## Source text
Not to be confused with the sacred well of the same name found along Gallowgate a short distance to the south, the waters of this ancient well have sadly fallen back to Earth. The structure built above it, however, is thankfully still preserved inside the Cathedral, as visitors will see.
Folklore and history accounts tell its dedication to be very early – and the tale behind the erection of the cathedral is closely associated with the waters themselves. Indeed, if the folklore is accepted, we find merely a transference of early animistic ideas about the death of an ancestor placed onto this early Saint, with a simple association in the formula of: tomb, holy site and architectural form. It could almost be Bronze Age in nature!
The lengthiest (and best) description of St Mungo’s Well was by Mr Brotchie (1920) in a lecture he gave on the city’s holy wells in April 1920, which was thankfully transcribed by the local history society. He told us:
“It seems to me that Glasgow in a very particular degree is a case that illustrates emphatically the existence of the early cult of the sacred fountain (sketch attached)… How came it to be there? In itself it represents the very beginning of Glasgow. It was to the little spring on the hillside overlooking the Molendinar that there came the earliest of christian missionaries, Ninian. All that we know of Ninian is from the account of Jocelin, the monk of Furness, who tells us that “ane holy man Ninian cam to Gleschu or Glasgow in the third century”, and made his cell on the banks of the Molendinar. When Kentigern or Mungo came to Glasgow in the sixth century, he made his settlement near a certain cemetery, which had long before been consecrated by St. Ninian, and which at the time when Jocelin wrote (twelfth century), was “encircled by a delicious density of overshadowing trees.” The crypt of the Cathedral—in reality an under church of extraordinary beauty of design and magnificence of mason work—is the shrine of St. Mungo, who is buried there, and the whole design of the lower church shows that the architect who in 1230 planned the building…built his scheme up with the idea of providing a shrine for the saint’s tomb and his holy well.
“The well is in the lower eastern corner of the church just opposite to the chapter house. John Hardying, the chronicler, who visited Scotland in 1413, states that St. Mungo’s shrine was then the centre of the life of Glasgow. In 1475 James III, on account of his great devotion to St. Kentigern, granted three stones of wax yearly for the lights at the tomb of the saint in the cathedral, near his holy well.
“St. Mungo adopted this well from the pagans of the district and changed its purpose from evil to good. Beside it he erected in 560 his little wattle hut where he died. He was buried inside it, and when the great cathedral was built the holy well was included within its walls…
“St. Mungo’s Well was a place of pilgrimage to the early christian fathers, and we find it described as “an idolatrous well” in 1614. In 1579 we have a public statute prohibiting pilgrimages to wells, and in 1629 the Privy Council denounced these pilgrimages in the strongest terms, it being declared that for the purpose of “restraining the superstitious resort of pilgrimage to chapels and wells, which is so frequent and common in this kingdom, to the great offence of God, scandall of the kirk, and disgrace of his majesties government,” that commissioners cause diligent search in “all such pairts and places where this idolatrous superstition is used, and to take and apprehend all such persons of whatever rank and qualitie whom thay sall apprehend going on pilgrimage to chapels and wells.” That decree was issued under the Dora of 1629. But all in vain. The custom of visiting chapels and wells had become a habit – and habits, as we all know, though easily formed are difficult to break. The wells continued to be visited by stealth if need be.”

## Exercise input
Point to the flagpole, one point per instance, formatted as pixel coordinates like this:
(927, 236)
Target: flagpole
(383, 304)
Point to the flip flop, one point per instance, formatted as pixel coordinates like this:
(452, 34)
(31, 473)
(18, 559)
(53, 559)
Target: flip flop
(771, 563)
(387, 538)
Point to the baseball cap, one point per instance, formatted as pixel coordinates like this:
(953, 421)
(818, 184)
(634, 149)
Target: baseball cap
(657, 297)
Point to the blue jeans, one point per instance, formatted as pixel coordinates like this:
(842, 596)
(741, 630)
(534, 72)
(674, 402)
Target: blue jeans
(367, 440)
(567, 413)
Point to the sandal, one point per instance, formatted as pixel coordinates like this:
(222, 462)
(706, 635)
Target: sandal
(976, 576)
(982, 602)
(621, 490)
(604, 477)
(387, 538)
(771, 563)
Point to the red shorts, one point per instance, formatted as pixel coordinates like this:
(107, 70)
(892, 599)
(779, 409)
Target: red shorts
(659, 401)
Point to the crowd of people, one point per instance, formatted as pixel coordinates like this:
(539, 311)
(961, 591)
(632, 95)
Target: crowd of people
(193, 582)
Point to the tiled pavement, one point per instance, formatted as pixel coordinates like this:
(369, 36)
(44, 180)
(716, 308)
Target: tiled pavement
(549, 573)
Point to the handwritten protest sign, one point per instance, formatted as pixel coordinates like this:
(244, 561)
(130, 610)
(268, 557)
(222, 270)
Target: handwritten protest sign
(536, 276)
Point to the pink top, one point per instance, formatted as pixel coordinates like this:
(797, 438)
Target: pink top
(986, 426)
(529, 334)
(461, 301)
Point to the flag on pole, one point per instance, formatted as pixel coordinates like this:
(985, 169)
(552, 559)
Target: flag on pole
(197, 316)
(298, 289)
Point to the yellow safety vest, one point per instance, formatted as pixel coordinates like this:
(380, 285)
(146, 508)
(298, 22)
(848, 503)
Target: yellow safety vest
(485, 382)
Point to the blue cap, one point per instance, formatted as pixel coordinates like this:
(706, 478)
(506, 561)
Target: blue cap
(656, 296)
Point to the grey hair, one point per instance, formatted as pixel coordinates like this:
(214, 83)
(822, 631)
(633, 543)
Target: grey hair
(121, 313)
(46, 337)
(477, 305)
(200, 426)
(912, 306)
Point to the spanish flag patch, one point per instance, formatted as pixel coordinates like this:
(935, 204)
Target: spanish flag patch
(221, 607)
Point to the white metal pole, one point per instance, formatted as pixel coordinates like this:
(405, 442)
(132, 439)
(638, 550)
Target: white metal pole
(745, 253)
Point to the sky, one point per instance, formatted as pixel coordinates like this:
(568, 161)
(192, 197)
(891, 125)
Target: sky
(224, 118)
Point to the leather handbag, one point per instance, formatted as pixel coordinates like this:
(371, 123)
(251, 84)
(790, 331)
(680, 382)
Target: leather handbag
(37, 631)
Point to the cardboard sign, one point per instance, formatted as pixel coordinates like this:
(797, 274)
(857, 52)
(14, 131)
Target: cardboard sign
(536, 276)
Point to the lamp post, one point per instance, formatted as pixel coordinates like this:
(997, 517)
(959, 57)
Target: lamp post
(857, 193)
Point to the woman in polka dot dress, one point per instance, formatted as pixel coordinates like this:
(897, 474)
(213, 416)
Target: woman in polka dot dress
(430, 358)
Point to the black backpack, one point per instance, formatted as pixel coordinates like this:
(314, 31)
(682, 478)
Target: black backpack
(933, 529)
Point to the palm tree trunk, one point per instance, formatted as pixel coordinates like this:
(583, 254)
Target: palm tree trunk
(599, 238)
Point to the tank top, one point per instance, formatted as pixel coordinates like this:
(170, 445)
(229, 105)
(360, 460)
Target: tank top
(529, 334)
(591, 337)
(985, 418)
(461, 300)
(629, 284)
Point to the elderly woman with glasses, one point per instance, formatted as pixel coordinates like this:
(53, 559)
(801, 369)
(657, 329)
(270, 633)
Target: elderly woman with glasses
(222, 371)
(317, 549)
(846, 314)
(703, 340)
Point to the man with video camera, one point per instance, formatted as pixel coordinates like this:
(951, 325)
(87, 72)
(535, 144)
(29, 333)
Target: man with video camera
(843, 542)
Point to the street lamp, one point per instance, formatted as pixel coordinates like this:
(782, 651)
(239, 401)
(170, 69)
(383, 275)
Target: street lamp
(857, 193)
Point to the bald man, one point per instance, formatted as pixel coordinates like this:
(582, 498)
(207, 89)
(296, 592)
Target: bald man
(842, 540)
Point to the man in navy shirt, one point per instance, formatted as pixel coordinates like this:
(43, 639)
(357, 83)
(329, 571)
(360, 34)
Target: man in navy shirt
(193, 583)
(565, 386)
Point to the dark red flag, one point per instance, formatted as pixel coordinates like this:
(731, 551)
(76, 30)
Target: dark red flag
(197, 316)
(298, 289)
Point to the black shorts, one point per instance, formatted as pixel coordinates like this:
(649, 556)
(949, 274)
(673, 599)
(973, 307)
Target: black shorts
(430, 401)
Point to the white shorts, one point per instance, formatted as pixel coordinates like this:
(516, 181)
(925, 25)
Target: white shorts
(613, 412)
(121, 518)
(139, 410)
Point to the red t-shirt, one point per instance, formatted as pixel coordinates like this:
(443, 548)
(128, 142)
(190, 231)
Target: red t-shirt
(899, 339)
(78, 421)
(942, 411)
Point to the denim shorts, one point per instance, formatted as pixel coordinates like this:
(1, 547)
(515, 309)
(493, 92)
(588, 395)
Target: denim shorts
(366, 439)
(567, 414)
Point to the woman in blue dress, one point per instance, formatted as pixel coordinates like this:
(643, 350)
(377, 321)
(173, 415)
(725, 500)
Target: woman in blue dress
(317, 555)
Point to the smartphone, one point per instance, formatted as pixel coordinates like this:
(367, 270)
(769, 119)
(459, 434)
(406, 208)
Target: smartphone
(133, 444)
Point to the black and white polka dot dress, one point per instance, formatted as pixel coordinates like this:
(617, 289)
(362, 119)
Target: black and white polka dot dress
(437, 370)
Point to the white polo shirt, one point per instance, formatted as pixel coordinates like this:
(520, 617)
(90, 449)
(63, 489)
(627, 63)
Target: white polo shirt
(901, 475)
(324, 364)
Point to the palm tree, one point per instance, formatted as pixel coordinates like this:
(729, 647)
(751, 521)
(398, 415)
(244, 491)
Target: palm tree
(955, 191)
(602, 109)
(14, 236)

## What you need to do
[A] In the text about St Mungo's Well, what did James III grant yearly in 1475 for the lights at the saint's tomb?
[B] Count the lines of the records that contain the string "pink" and give only that number.
The text about St Mungo's Well and the records have no connection to each other.

## Expected outputs
[A] Three stones of wax

[B] 2